** Begin EXERCISE MATERIALS **

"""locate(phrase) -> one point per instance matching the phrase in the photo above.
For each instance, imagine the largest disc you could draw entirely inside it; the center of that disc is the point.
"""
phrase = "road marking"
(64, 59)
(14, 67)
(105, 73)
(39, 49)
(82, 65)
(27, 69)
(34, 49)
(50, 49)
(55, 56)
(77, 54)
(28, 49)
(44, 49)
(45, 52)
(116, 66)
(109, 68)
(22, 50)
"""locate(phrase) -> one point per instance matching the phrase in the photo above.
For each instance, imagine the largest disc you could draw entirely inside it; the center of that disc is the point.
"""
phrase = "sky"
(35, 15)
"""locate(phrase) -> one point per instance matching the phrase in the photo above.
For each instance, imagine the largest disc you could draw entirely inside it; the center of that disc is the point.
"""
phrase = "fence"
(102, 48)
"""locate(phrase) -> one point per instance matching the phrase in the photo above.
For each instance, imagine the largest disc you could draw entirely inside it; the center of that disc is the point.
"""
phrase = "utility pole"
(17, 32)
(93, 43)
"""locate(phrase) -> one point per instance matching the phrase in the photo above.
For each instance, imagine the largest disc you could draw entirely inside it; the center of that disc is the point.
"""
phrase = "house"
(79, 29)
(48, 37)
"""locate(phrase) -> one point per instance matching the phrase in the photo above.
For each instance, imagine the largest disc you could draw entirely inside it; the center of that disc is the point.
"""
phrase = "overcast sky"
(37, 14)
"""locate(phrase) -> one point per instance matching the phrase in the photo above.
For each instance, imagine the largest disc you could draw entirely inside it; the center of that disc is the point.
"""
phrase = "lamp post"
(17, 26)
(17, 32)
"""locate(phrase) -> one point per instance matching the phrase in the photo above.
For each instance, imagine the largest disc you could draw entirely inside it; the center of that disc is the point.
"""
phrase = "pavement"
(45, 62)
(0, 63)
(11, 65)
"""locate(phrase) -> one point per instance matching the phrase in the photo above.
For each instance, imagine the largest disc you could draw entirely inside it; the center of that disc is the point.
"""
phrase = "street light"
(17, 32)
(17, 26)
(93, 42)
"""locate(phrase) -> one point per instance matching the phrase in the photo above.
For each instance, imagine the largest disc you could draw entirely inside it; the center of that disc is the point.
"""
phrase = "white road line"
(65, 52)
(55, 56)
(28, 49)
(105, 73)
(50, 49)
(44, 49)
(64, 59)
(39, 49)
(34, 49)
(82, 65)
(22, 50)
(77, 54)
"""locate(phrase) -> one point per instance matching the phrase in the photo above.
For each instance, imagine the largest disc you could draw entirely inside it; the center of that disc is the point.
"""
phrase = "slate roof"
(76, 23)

** End EXERCISE MATERIALS **

STATED PROBLEM:
Copy all of the material word for word.

THE RESPONSE:
"""locate(phrase) -> one point per instance matching the phrase in the photo above.
For each instance, imagine the largest disc you could draw entirely inside it; the center of that disc is the point.
"""
phrase = "road marking"
(64, 59)
(14, 67)
(105, 73)
(39, 49)
(82, 65)
(27, 69)
(34, 49)
(50, 49)
(55, 56)
(77, 54)
(28, 49)
(44, 49)
(45, 52)
(116, 66)
(109, 68)
(22, 50)
"""locate(phrase) -> one point per instance matching the phrase in the photo above.
For each instance, imagine the largest disc you could draw entirely inside it; the center of that disc is the point.
"""
phrase = "sky"
(35, 15)
"""locate(phrase) -> one point per instance matching the phrase in the photo above.
For each instance, imagine the largest disc you could draw entirely inside it; the center of that disc is the point.
"""
phrase = "fence"
(102, 48)
"""locate(phrase) -> one point per instance matching the phrase in the photo above.
For each instance, imagine the largest disc you could draw entirely inside it; the center of that disc is the point.
"""
phrase = "utility pole"
(17, 32)
(93, 43)
"""locate(phrase) -> one point per instance matching the phrase in the photo above.
For each instance, imagine the largest disc you could draw entirely inside it; the center of that disc is the point.
"""
phrase = "house"
(79, 29)
(48, 37)
"""locate(phrase) -> one point per instance matching the phrase in the photo above.
For each instance, imagine the largest disc you could draw entirely inside it; the center of that disc is the point.
"""
phrase = "overcast sky"
(37, 14)
"""locate(phrase) -> one point per instance matching the phrase in the photo above.
For each instance, imagine the largest disc you could draw entirely inside it; the center of that disc is the point.
"""
phrase = "lamp post"
(17, 26)
(17, 32)
"""locate(phrase) -> one point per instance matching the phrase in the photo above.
For each instance, imagine the largest disc you could draw entirely inside it; the center of that disc is the point.
"""
phrase = "pavement"
(45, 62)
(0, 63)
(11, 65)
"""locate(phrase) -> one point per instance matching the phrase in the photo above.
For each instance, imagine the largest disc you could draw entirely inside it; the center of that disc is the point.
"""
phrase = "street light"
(17, 32)
(17, 26)
(93, 42)
"""locate(phrase) -> one point per instance matching the phrase in the photo above.
For each instance, imagine the largest disc you could draw entirely inside it; the center of that disc is the point.
"""
phrase = "white road line"
(65, 52)
(55, 56)
(28, 49)
(105, 73)
(50, 49)
(44, 49)
(64, 59)
(39, 49)
(34, 49)
(82, 65)
(22, 50)
(77, 54)
"""locate(phrase) -> one point per instance matching the phrase in the photo above.
For each instance, imagine the largest disc you could draw entirely inside it; the center of that disc is the point.
"""
phrase = "slate roof"
(76, 23)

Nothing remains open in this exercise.